* Description of the task:
Please look for the string "point" below and report every line in which it occurs.

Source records
● ● ● ● ●

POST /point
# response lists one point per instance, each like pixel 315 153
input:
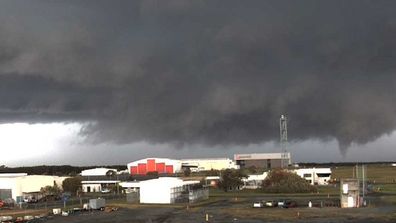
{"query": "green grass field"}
pixel 376 173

● ● ● ● ●

* Problem solution:
POST /point
# response lists one point per instance, each like pixel 315 153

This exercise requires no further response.